WHAT TO PRODUCE
Pick out each line of the material below that contains the string "plant" and copy it. Case counts.

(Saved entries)
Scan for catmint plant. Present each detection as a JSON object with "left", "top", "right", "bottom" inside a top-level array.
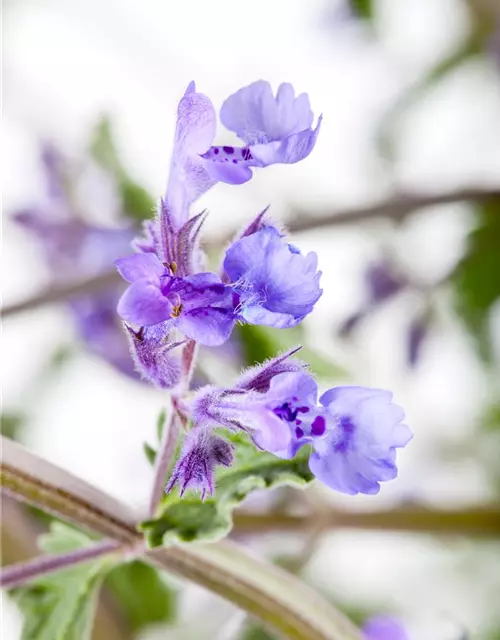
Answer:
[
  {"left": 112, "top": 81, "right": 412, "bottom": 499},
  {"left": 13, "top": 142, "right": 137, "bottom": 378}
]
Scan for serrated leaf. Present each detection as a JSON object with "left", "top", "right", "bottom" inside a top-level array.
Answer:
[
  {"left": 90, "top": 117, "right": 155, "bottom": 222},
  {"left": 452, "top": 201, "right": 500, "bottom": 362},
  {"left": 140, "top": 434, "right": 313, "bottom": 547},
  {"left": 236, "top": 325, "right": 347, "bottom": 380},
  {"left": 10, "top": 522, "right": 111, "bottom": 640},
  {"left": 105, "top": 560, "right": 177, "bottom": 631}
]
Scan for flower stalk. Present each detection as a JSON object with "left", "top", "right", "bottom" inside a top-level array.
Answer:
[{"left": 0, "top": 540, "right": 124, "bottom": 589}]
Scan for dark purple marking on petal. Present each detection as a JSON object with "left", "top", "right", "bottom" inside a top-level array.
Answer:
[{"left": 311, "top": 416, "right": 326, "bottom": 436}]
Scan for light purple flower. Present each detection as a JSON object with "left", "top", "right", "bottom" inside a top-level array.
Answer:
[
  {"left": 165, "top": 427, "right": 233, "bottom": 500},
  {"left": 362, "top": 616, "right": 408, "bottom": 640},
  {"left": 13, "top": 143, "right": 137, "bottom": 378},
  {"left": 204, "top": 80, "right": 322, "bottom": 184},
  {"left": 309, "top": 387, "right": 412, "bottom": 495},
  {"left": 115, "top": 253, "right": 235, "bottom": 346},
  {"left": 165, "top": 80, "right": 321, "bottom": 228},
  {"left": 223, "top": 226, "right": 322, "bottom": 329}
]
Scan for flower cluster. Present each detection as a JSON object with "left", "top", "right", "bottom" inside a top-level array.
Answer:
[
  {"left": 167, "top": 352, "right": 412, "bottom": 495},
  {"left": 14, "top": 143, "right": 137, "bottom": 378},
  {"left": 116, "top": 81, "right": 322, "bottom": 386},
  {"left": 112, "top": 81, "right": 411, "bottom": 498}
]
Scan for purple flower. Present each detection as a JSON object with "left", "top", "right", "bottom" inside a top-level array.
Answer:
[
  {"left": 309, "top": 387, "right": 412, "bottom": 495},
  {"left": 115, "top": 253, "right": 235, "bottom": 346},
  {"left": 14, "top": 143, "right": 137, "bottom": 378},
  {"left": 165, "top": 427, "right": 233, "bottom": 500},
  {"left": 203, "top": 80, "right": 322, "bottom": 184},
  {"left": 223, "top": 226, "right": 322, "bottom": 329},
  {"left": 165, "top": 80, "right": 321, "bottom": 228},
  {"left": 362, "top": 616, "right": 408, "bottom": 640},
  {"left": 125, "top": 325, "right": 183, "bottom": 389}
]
--
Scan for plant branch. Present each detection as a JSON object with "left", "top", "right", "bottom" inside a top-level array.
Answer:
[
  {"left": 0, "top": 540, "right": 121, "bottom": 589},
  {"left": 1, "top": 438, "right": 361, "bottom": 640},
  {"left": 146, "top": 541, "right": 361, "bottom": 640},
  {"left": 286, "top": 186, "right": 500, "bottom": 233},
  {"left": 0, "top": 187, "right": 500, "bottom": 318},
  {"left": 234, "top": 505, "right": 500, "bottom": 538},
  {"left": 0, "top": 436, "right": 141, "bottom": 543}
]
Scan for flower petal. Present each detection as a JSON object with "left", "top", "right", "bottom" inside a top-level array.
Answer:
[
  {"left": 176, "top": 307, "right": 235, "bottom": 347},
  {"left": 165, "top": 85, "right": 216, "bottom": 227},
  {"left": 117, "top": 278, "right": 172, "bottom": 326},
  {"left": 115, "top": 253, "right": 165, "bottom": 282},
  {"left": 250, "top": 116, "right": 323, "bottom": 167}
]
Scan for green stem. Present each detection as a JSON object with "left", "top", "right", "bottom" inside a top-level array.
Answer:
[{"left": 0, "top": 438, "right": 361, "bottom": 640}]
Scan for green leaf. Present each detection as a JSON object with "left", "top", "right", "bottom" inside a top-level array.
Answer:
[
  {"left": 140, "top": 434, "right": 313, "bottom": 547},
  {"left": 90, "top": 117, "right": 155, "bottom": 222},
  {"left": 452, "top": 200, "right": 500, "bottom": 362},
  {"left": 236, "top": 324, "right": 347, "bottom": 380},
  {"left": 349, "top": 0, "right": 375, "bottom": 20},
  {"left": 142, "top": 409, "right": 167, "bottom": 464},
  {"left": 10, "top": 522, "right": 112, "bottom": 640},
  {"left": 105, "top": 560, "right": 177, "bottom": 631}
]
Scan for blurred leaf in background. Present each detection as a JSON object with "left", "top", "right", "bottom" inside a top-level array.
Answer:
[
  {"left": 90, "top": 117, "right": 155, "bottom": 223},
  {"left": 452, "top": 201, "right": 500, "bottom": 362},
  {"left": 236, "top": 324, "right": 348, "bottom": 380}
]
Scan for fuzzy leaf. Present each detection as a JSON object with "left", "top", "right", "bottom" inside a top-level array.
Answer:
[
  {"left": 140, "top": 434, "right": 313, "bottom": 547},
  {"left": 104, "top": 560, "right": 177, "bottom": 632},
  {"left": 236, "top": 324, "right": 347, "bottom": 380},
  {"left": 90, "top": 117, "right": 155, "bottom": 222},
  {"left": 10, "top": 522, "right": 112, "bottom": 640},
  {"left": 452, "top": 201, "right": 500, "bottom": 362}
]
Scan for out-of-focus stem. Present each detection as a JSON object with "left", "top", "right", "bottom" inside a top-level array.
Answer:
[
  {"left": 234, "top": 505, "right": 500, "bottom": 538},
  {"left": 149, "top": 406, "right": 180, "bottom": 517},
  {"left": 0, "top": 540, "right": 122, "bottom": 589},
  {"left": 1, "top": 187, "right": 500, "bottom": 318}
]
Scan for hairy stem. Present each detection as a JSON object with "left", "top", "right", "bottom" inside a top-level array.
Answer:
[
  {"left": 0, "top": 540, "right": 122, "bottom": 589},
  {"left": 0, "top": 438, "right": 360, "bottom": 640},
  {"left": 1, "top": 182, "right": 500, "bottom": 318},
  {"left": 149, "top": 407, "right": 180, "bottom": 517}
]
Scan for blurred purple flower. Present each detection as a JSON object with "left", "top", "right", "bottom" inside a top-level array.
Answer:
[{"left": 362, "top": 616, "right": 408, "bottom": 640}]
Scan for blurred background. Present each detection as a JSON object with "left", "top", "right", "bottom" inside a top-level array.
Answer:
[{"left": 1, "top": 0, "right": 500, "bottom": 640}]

SOLUTION TO THIS PROBLEM
Scan for catmint plant. Present each detection as a JSON object with "left", "top", "right", "bottom" inside a top-level array.
Scan for plant branch. Present each detection as a JSON object with "left", "top", "right", "bottom" inside a top-level array.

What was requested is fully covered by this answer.